• [Objective]
Drop all images and give the records again exactly.

• [Records supplied]
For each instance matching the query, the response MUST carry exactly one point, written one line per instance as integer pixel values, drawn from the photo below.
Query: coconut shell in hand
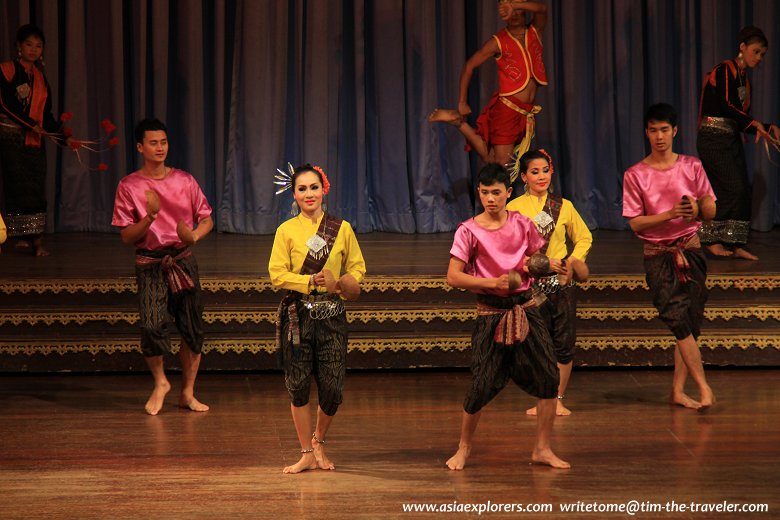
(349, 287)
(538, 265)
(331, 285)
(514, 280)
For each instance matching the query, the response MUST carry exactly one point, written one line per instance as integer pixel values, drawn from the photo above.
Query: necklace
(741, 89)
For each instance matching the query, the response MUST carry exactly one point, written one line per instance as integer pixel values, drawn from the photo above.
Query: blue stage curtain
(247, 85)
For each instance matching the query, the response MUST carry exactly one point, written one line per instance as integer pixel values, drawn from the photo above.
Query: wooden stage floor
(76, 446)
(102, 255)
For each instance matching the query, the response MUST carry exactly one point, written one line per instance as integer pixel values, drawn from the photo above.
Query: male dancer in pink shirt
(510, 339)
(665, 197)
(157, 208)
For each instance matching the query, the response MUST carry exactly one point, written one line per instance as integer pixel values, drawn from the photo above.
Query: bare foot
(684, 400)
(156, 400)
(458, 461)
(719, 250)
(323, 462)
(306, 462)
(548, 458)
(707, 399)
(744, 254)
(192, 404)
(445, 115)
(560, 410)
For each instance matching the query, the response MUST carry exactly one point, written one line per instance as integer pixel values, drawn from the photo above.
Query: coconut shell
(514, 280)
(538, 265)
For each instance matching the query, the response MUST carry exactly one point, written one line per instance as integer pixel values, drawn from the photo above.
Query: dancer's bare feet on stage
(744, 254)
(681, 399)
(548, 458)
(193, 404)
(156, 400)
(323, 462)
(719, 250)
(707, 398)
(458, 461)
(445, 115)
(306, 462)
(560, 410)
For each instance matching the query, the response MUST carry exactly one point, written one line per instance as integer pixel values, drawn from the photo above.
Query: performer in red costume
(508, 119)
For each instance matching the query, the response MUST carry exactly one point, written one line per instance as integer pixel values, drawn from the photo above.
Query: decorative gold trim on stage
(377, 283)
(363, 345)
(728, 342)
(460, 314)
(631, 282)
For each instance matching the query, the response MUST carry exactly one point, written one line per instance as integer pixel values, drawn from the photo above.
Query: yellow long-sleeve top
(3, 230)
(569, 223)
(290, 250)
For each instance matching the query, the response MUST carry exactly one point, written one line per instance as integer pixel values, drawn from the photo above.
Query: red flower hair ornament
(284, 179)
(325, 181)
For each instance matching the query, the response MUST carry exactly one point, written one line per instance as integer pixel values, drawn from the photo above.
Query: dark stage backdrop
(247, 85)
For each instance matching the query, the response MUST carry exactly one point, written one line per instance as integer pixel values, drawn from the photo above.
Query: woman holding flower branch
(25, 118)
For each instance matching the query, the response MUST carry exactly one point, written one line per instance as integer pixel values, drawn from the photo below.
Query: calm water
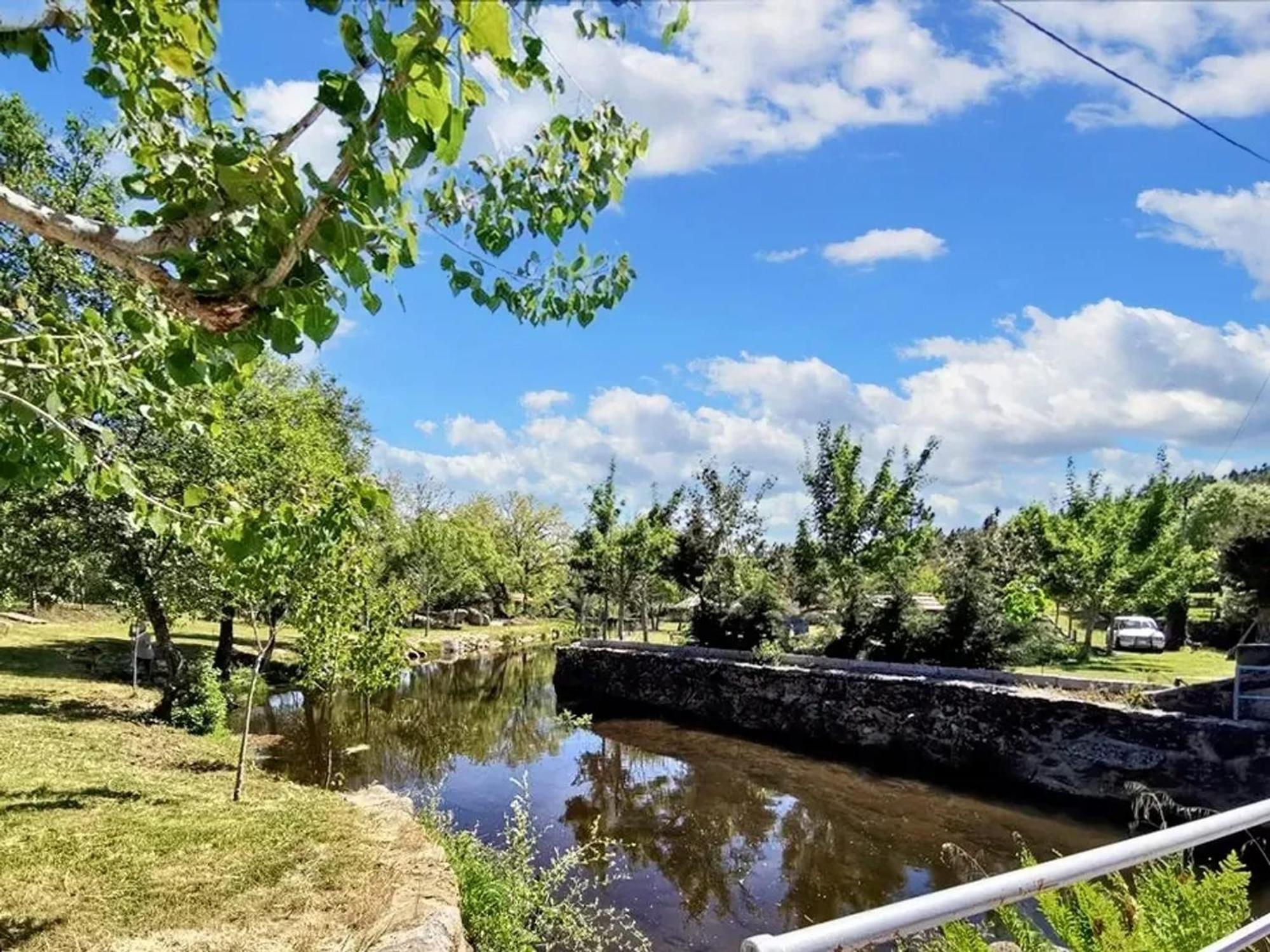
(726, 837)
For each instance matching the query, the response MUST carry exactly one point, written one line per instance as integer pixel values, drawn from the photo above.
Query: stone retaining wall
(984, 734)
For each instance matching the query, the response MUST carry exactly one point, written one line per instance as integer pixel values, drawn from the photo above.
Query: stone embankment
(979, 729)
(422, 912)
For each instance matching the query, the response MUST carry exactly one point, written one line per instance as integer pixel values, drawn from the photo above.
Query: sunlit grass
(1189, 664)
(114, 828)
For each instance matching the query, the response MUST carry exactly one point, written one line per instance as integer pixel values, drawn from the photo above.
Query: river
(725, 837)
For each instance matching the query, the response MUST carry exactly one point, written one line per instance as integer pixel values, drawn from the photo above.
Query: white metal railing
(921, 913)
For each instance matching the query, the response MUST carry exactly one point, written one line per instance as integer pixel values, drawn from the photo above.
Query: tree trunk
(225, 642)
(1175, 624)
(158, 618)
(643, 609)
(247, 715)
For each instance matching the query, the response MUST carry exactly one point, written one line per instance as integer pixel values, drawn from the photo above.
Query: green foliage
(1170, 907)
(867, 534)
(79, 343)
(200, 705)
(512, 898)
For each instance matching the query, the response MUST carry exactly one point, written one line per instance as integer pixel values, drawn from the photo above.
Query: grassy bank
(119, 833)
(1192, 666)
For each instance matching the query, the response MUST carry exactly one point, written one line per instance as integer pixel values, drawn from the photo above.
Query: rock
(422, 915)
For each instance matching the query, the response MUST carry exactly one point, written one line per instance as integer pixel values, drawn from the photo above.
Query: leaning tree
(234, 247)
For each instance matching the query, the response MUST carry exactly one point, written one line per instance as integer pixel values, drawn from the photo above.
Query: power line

• [Exercise result]
For each instance matching the query, the response MUST carry exactly one point, written one line per instance as integer pixel values, drawn from the photo below.
Query: coconut shell in hand
(349, 287)
(538, 265)
(331, 285)
(514, 280)
For each instance matching the query, the response MUST carry exactly one point, written one line per instance as integer pixel values, drawn from the photo above.
Query: necklace
(741, 89)
For each instance matching the query, the response MUST carry exactly one point, written one line per instance as integer pixel values, drawn from the photo above.
Query: blue stage curtain
(247, 85)
For each instance matching the query, the response MUST carry exactly one point, written one line per instance as integer pixel values, drawn from the photo above.
Query: wooden stage floor
(76, 446)
(102, 255)
For each instance matching the query, the response MUST carry exactly one point, written one line per instance as integer pixel values, drawn from the photo above.
Query: male dancer in pink shirt
(510, 339)
(665, 197)
(157, 208)
For each instance matching the query, the response MUST carry exactly one point, written one line per instance as integer pixel values, drawn from the photo above.
Query: bare foot
(684, 400)
(156, 400)
(458, 461)
(719, 250)
(323, 462)
(306, 462)
(548, 458)
(707, 399)
(744, 254)
(192, 404)
(445, 115)
(560, 410)
For each instance matching the query, the response MUST carry exactly one point, written one line per instance as integer pixel values, drawn from the photo above.
Query: coconut shell
(514, 280)
(538, 265)
For each instance matching the query, the response MUST carry exactly one point, written one line per instance as integer pixel values, drawn from the photo above.
Query: dancer's bare feet on stage
(744, 254)
(681, 399)
(548, 458)
(193, 404)
(156, 400)
(323, 462)
(719, 250)
(707, 398)
(458, 461)
(445, 115)
(306, 462)
(560, 410)
For each instance matching the query, the response MUST carry exactly one point, written one line per instance as integer pixel values, drawn from the photo above.
Query: performer in red costume
(508, 119)
For each instance matching the query, the response MUST carry exactly one point, written one line per instance as integer pixel values, drawn from the photo above.
Query: decorative gold trim on stage
(377, 283)
(363, 345)
(728, 342)
(460, 314)
(631, 282)
For each instance matching the query, the response MUST carry exactly one point, written one line per instance as integer pixel values, drawn from the photo above.
Query: yellow long-sleeve top
(3, 230)
(569, 223)
(290, 250)
For each instance matching the query, the response MUST carry exactly one point, written one line per instance as integer pixel values, drawn from the photo above.
Query: red flower hair ornament
(284, 179)
(325, 181)
For each instance matching the query, the response MUST carry exactly one point, written one line per instance as integer pixel values, drawn from the photo above.
Query: dark stage backdrop
(247, 85)
For each instance matching the query, the response MUST carry exactly one point, written one line per instance as integer pixel values, drawn from the photo above.
Query: woman holding flower branch
(25, 118)
For each instance matching the query, the response MUST carry exactly one point, written one line per instance as integer pixel values, drawn from the photo below.
Query: calm water
(726, 837)
For each instance matching the query, the response MUST carry exactly one point, written one line per instance as integer pixel values, drawn from the photo above.
Query: stone retaining wall
(984, 734)
For each instance matching the query, the response MUST carry exactly one point, written one line per instance as integer pixel values, drawn from the photo above.
Query: stone embankment
(979, 729)
(422, 912)
For each instance matching the query, the response MUST carry exactly one point, written one line per instance as integer pixel values, drawn from the photo above.
Query: sunlit grass
(1189, 664)
(114, 828)
For each instance matching the query, the response MUST carry exactly one point, written one line per instance as integer pixel values, drawn from the photo above.
Query: river
(725, 837)
For each instance matching the query, the response MUST carry exactly one point, written one line per instance as integer pixel values, drawn from the photo above.
Query: white metal railing
(921, 913)
For each instance matching the query, the response MUST carry exactly one point, written one line per instance as integer pixel values, drawn from the photo above.
Query: tree trunk
(225, 642)
(1175, 624)
(158, 618)
(643, 609)
(247, 715)
For each instance matching the query, the response MUST carry exactly one point, written one line per instance as integer pixel values, drawn from the photo above.
Query: green foliage
(1170, 907)
(867, 534)
(79, 343)
(200, 705)
(512, 898)
For each instance matching the query, the response MUST carry exactly one point, written one line per instance as integer pixel values, drawn from the photo above.
Query: grassy bank
(119, 833)
(1192, 666)
For each instance matching the query, the response MUST carry exactly one point, written one line per instance as integer pixel values, drawn from the photo above.
Query: rock
(422, 915)
For each instance matching the query, the response MUST carry exactly one point, written one line per instance as integer pixel values, drawn from the photo above.
Query: leaning tree
(234, 247)
For each instance matching the query, the response MUST carry exactly one point, written one line per instance as integer pixel values, drawn from the photo above.
Query: power line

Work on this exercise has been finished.